## Task list
a - In the article on California's protective equipment shortage, how many face shields did Governor Newsom say the state's doctors and nurses need?
b - Continue the article on California's protective equipment shortage, picking up right after its last sentence.

## Text segment
=== Begin Enclosure ===

COVID-19 has brought unprecedented difficulties to California and the nation—but chief among them is highlighting a shortage in health care-critical supplies.
The nation’s hospitals and supply chains were simply not prepared with the volume of personal protective equipment (PPE) that COVID-19 has made necessary.
As Governor Gavin Newsom laid out Monday afternoon at his press conference, California’s doctors and nurses need more materials in order to be safe while they save lives—specifically, 1 billion gloves, 500 million respirators and 200 million face shields.
Businesses Step Up
Many businesses are already stepping up to help fill this void. U.S. manufacturers have shifted to produce more respirators, in coordination with state and federal authorities. 3M has doubled global production of N95 respirators, producing almost 100 million respirators per month, as of this week. Honeywell has ramped up production and is hiring additional workers. GM is also moving to help supply respirators, and even fashion designers and apparel companies are shifting to produce surgical masks and gowns.
And these efforts aren’t just limited to manufacturers—everyone across the state is looking to help. Even as California’s business community struggles with the economic consequences of social distancing, we are also doing what we can to help.

=== End Enclosure ===

## Stored data
=== Begin Enclosure ===

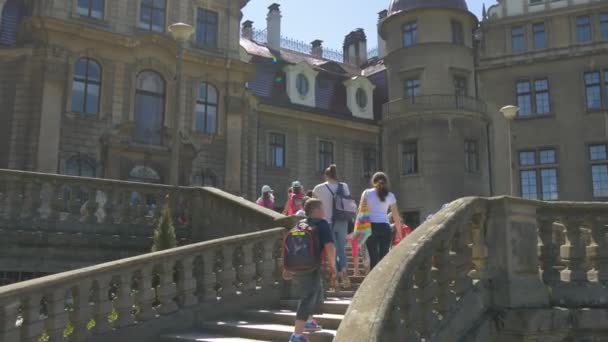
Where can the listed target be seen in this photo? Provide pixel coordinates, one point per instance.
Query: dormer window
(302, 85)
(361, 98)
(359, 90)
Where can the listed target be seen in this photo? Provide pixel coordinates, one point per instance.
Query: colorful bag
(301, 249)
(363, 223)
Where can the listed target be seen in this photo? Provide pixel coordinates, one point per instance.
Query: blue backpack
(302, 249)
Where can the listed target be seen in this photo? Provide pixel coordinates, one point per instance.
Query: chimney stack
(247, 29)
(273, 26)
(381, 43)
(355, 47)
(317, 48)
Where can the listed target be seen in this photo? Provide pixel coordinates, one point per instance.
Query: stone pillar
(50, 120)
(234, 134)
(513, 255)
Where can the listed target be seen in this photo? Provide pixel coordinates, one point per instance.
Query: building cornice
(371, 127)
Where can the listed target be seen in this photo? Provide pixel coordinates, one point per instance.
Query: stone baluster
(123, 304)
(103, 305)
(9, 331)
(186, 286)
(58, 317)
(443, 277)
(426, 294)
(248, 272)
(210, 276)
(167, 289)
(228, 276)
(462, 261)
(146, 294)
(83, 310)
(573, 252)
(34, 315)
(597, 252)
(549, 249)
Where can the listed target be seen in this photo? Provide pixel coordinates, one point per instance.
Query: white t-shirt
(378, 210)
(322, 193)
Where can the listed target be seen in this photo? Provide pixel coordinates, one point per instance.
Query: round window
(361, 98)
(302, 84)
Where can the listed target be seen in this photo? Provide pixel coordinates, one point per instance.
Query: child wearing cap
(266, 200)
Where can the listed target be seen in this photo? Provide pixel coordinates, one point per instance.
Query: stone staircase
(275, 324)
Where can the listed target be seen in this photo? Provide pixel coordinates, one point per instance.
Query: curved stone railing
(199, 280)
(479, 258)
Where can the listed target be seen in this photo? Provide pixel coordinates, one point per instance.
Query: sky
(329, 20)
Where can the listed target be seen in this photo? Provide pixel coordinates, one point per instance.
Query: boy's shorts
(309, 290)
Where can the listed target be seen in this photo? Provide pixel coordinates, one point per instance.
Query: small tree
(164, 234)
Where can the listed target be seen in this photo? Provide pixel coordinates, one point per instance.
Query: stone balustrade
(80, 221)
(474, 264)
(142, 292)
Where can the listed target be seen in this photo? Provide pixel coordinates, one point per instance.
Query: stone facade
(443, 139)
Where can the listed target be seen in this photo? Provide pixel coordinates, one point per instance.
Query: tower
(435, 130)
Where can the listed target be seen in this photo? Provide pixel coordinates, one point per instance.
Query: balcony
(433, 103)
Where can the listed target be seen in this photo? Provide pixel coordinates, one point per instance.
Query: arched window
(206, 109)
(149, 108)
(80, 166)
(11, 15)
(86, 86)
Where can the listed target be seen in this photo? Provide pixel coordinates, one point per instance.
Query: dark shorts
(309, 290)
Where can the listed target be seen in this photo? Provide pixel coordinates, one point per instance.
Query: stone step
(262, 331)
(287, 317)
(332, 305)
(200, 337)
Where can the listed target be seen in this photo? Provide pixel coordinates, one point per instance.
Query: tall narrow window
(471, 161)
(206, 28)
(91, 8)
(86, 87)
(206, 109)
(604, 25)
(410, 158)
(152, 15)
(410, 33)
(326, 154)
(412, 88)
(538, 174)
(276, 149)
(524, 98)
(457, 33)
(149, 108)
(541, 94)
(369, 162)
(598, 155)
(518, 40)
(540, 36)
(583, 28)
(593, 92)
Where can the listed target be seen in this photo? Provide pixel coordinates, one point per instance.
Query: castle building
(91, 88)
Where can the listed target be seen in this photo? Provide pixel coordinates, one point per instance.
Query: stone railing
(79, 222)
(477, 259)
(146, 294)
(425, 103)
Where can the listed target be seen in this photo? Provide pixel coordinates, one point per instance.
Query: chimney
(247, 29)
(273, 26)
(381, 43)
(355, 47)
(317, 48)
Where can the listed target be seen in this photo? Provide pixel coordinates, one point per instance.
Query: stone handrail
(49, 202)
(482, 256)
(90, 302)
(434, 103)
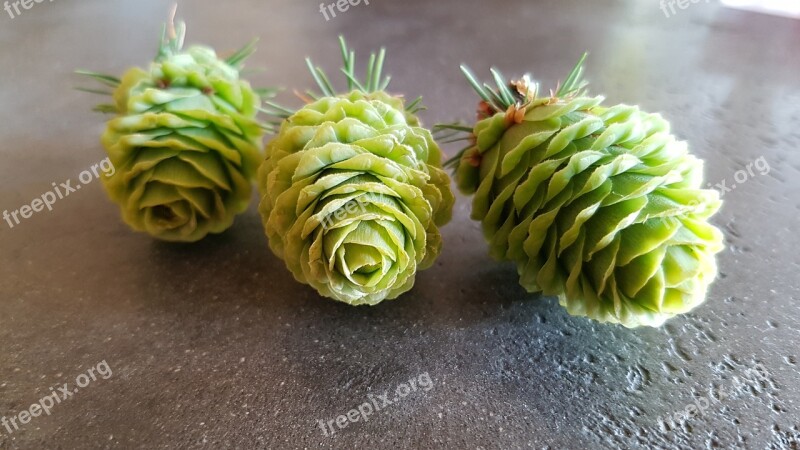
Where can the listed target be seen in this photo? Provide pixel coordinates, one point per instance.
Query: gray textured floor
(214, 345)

=== End Enclosure ===

## Answers for the exercise
a - 200 million face shields.

b -
Local construction companies, contractors, hardware stores, and many others are donating their N95 respirators. Tech giants such as Facebook, IBM, Apple, Tesla, eBAY, Salesforce, and others have all made donations of cash or medical supplies—including many N95 respirators (purchased to comply with last year’s wildfire smoke regulation)—to support this immediate threat. Pacific Gas & Electric is donating nearly a million protective masks from the supply it keeps on hand for crews responding to fires. Ford has opened its factories to 3M to help speed up manufacturing. Hardware stores such as The Home Depot and Lowe’s have donated much-needed supplies directly from their inventory.
In this time of crisis, the California Chamber of Commerce remains in regular communication with the Governor’s Office, legislators, and regulatory agencies to provide input and seek clarification on how California’s businesses can simultaneously help address this crisis and survive its economic hazards.
And as CalChamber continues in this role, we have heard from authorities across the state: despite the efforts mentioned above, and action at the federal level, more is still needed.
As health care professionals risk their lives facing this pandemic, we must help them—and by helping them, we will also improve our own health care outcomes.
How to Help
• If you are able to help by donating any potentially useful medical supplies, such as N95 respirators, face shields, surgical gowns, or surgical gloves, please contact the California Office of Emergency Services, which is coordinating supplies, donations, and manufacturing issues for health care supplies. Use the form set up at covid19supplies.ca.gov.* Employers should, however, consider maintaining records of their donations and their attempts to repurchase subsequently, in order to demonstrate such actions in future months. Governor Newsom also launched a website where businesses and organizations can donate resources to support California’s response to COVID-19.*
• California’s blood banks are struggling in this time as well. With nationwide distancing, blood drives have been canceled, leading to a blood shortage that could bring an entirely different set of hazards to anyone undergoing surgery and in need of a transfusion. If you have no supplies to give, but still want to help, consider giving blood. To find out where you can donate blood and make an appointment, visit redcrossblood.org.
*Editor’s note: The Governor launched this website on April 4, after this article appeared in the print edition of Alert.